8.6 Quasi-Likelihood

The problem with unknown distributions

An entomologist counts insect larvae on crop plants. The counts show variance about 3 times the mean (overdispersion). She does not want to commit to a specific distribution (Poisson? Negative Binomial?), but she does know that the variance is proportional to the mean. Quasi-likelihood requires only a mean–variance relationship and produces valid inference even without a fully specified distribution.

Definition

Suppose we specify only two things about the distribution:

  1. The mean: \(E[Y_i] = \mu_i(\boldsymbol{\beta})\).

  2. The variance: \(\text{Var}(Y_i) = \phi\,V(\mu_i)\), where \(V(\mu)\) is a known variance function and \(\phi\) is an unknown scale (the dispersion parameter).

We do not specify the full probability distribution. The quasi-score mimics what the score function would look like if we had a full likelihood:

\[q_i(\boldsymbol{\beta}) = \frac{y_i - \mu_i}{V(\mu_i)}\,\frac{\partial\mu_i}{\partial\boldsymbol{\beta}}.\]

Reading this formula: \((y_i - \mu_i)/V(\mu_i)\) is a standardized residual (deviation from the mean, scaled by the variance function), and \(\partial\mu_i/\partial\boldsymbol{\beta}\) propagates the residual back to the parameter space. Setting \(\sum q_i = 0\) gives estimating equations that produce consistent estimates even without knowing the true distribution.

# Quasi-likelihood: overdispersed Poisson regression
import numpy as np
from scipy.optimize import minimize

np.random.seed(42)
n = 200

# Covariates: fertiliser amount (standardized)
x = np.random.randn(n)
beta_true = np.array([1.5, 0.8])  # intercept and slope (log link)

# True mean: mu = exp(beta0 + beta1 * x)
eta_true = beta_true[0] + beta_true[1] * x
mu_true = np.exp(eta_true)

# Simulate overdispersed counts (NegBin as stand-in for unknown dist)
phi_true = 3.0  # overdispersion factor
# NegBin with mean mu and var = phi * mu
r_nb = mu_true / (phi_true - 1)  # NegBin r parameter
p_nb = r_nb / (r_nb + mu_true)   # NegBin p parameter
y = np.array([np.random.negative_binomial(max(ri, 0.1), pi)
              for ri, pi in zip(r_nb, p_nb)])

print(f"Sample mean = {y.mean():.2f}, Sample var = {y.var():.2f}")
print(f"Var/Mean ratio = {y.var()/y.mean():.2f} (true phi ~ {phi_true})")

# Quasi-Poisson: V(mu) = mu, estimate beta by solving quasi-score = 0
# This is equivalent to Poisson GLM (ignoring overdispersion for point estimates)
X = np.column_stack([np.ones(n), x])

def quasi_score_norm(beta):
    eta = X @ beta
    mu = np.exp(eta)

— Activities —
a: From the quasi-likelihood excerpt, write out everything from "# Quasi-likelihood: overdispersed" down to "mu_true = np.exp(eta_true)".
b: In the quasi-likelihood excerpt, what does the entomologist know about how the variance of her counts relates to the mean?

[Plain-language descriptions of regions]
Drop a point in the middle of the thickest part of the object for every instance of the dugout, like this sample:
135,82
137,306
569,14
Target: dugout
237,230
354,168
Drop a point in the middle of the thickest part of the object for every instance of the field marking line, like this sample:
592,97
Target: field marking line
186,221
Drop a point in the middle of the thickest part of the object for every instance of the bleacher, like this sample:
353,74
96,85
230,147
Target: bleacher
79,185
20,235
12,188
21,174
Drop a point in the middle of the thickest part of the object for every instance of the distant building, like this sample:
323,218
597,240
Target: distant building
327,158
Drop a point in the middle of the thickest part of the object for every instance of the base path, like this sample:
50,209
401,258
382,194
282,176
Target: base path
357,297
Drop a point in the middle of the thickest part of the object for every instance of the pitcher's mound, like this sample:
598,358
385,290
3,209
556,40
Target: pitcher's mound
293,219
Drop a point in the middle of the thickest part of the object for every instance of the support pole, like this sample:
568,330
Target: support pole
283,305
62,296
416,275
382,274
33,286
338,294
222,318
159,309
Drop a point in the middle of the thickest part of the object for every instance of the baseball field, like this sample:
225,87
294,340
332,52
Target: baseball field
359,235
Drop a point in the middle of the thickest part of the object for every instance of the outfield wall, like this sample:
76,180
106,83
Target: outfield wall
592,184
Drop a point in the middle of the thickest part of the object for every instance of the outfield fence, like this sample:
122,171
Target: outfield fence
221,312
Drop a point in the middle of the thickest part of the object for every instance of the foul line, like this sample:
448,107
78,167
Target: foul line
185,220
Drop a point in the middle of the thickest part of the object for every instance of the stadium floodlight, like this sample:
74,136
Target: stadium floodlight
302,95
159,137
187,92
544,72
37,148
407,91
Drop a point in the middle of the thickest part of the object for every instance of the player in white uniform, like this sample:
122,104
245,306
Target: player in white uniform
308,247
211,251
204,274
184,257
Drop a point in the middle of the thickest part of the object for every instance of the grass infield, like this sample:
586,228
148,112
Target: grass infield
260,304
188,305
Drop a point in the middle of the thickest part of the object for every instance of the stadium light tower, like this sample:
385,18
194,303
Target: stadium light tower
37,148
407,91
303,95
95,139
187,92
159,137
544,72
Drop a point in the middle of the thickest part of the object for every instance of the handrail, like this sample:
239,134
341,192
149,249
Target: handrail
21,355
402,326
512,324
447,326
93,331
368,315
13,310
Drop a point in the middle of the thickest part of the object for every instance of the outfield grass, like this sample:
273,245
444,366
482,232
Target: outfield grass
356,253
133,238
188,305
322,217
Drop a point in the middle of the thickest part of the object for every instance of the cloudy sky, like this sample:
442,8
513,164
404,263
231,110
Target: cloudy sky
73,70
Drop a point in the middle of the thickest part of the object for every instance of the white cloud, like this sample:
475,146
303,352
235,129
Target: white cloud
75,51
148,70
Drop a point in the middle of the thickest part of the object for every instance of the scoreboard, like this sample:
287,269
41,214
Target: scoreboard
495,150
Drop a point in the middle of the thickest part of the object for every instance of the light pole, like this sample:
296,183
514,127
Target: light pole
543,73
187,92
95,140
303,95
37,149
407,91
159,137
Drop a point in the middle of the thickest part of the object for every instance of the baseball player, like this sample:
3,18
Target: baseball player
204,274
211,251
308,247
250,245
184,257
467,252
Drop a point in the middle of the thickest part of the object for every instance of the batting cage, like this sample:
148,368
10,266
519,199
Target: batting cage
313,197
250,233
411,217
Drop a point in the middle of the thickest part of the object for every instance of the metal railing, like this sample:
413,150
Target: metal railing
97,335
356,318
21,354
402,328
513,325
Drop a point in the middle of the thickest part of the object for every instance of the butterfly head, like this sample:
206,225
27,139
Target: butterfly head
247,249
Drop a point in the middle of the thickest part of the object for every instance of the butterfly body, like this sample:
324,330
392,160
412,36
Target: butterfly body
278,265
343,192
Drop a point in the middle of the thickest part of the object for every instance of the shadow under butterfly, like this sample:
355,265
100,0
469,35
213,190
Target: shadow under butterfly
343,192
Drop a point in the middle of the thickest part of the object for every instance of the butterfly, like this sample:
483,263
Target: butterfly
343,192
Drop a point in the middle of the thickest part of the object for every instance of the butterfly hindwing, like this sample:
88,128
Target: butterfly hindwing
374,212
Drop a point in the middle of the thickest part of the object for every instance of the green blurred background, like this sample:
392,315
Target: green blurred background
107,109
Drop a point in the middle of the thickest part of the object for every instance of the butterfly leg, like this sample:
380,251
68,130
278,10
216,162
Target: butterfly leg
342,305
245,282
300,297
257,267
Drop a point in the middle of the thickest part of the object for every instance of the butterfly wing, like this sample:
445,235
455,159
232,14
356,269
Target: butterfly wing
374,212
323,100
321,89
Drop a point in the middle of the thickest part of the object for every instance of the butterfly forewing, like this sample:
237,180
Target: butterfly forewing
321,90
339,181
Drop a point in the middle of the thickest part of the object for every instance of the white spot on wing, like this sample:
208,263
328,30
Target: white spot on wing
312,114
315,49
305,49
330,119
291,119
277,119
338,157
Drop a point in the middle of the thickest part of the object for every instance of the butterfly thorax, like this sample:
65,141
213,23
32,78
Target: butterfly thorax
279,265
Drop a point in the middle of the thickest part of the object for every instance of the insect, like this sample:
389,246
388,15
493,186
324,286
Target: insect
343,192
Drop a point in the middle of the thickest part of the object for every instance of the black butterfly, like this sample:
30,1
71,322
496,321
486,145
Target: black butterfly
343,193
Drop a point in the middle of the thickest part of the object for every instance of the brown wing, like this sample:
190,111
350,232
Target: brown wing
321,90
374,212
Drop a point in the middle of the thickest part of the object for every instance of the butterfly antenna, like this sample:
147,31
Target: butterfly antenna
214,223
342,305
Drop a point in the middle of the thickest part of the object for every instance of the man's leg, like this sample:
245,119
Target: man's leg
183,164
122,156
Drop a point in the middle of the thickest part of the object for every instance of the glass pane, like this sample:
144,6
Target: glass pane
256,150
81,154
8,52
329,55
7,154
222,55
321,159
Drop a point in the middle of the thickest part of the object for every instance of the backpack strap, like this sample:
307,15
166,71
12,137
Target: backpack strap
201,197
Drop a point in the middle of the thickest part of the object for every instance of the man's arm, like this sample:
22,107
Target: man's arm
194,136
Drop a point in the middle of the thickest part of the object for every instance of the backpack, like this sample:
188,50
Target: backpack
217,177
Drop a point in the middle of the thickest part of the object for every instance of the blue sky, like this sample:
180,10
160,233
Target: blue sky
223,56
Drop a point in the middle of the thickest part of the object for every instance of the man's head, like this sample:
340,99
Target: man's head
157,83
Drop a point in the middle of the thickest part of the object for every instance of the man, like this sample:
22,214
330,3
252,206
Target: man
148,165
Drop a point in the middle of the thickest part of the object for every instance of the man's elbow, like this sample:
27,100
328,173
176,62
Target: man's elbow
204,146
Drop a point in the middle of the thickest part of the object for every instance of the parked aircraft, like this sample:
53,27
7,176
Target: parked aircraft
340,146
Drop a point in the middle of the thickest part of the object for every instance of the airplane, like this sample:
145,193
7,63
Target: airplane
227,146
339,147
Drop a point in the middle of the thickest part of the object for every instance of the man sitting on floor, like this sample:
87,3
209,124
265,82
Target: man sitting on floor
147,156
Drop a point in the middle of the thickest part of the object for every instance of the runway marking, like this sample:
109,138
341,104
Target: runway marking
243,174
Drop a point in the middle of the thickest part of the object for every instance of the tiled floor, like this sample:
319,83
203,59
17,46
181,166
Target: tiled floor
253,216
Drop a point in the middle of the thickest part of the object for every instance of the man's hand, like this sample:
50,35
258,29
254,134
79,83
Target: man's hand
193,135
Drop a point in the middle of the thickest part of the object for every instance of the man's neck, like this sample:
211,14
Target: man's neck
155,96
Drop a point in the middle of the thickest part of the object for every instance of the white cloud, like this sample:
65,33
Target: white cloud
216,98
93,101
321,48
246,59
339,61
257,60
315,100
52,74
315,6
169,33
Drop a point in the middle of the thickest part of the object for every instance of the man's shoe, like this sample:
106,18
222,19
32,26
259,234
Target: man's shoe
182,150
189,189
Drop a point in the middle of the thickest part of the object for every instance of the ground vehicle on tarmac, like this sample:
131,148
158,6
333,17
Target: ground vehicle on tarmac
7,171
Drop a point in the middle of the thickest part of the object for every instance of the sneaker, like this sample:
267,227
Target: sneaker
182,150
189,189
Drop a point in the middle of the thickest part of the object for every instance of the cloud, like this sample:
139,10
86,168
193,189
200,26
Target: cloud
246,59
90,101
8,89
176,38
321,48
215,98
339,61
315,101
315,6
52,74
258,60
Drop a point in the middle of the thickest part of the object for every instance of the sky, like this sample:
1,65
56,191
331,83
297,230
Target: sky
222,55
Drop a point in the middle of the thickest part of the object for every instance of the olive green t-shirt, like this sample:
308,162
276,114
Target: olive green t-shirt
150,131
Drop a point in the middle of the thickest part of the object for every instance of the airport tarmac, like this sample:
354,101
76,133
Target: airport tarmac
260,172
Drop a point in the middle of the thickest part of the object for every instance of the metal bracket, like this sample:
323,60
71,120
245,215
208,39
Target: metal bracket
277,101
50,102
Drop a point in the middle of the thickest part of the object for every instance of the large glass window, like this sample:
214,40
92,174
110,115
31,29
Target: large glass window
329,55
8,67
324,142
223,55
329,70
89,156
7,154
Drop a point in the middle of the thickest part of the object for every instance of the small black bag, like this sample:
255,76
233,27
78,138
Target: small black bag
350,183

— Your written answers —
a:
# Quasi-likelihood: overdispersed Poisson regression
import numpy as np
from scipy.optimize import minimize

np.random.seed(42)
n = 200

# Covariates: fertiliser amount (standardized)
x = np.random.randn(n)
beta_true = np.array([1.5, 0.8])  # intercept and slope (log link)

# True mean: mu = exp(beta0 + beta1 * x)
eta_true = beta_true[0] + beta_true[1] * x
mu_true = np.exp(eta_true)

b: The variance is proportional to the mean.